Natural language region descriptions
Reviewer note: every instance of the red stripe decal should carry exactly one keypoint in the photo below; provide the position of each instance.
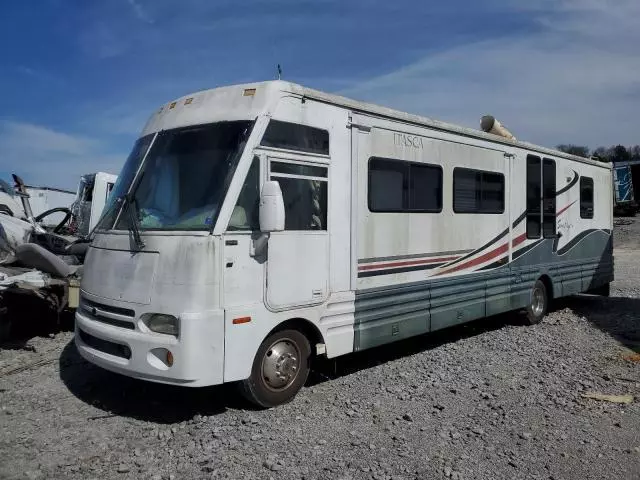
(562, 210)
(407, 263)
(487, 256)
(481, 259)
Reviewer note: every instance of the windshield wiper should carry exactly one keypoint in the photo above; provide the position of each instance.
(132, 210)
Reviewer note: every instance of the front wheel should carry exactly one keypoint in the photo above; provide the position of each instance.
(280, 369)
(538, 304)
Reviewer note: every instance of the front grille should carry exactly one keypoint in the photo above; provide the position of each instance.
(115, 316)
(127, 312)
(112, 348)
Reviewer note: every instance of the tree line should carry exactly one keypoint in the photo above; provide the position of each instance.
(617, 153)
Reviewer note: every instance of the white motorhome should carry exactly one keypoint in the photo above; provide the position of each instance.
(254, 227)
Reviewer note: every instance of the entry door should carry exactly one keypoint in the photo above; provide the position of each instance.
(298, 257)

WHAT TO DO: Word for word, repeat the data above with the pictures left out.

RESPONSE FOR THIS EXERCISE:
Reviewer note: every instance of the red stripe decal should carry exactly one keypoint in the photo below; provide the position of each instance.
(562, 210)
(407, 263)
(487, 256)
(481, 259)
Reviewer note: every instance of the windshield wiper should carry exactly one keypoint in the photo above; provide the position of each instance.
(132, 210)
Reviewer note: every instance of the front wheel should carry exactly one keypoint in the photo above; provide the position of each instance.
(280, 369)
(538, 304)
Reviewer note: every instance of the front grille should carry exactly one keypoint in the photo above; provide the position of each instance.
(115, 316)
(127, 312)
(112, 348)
Reviewer note: every instance of the tree line should carry exactly one keypoint in the photo above; provide the position of each instance.
(617, 153)
Reviewer note: every instance of the white motorhome should carry exactly one keypoint in the photo above; provide the position of each instance.
(254, 227)
Reviewer note: every instance of the entry door should carry exactly one keypoint in the photo above; provide the position of each instance.
(298, 257)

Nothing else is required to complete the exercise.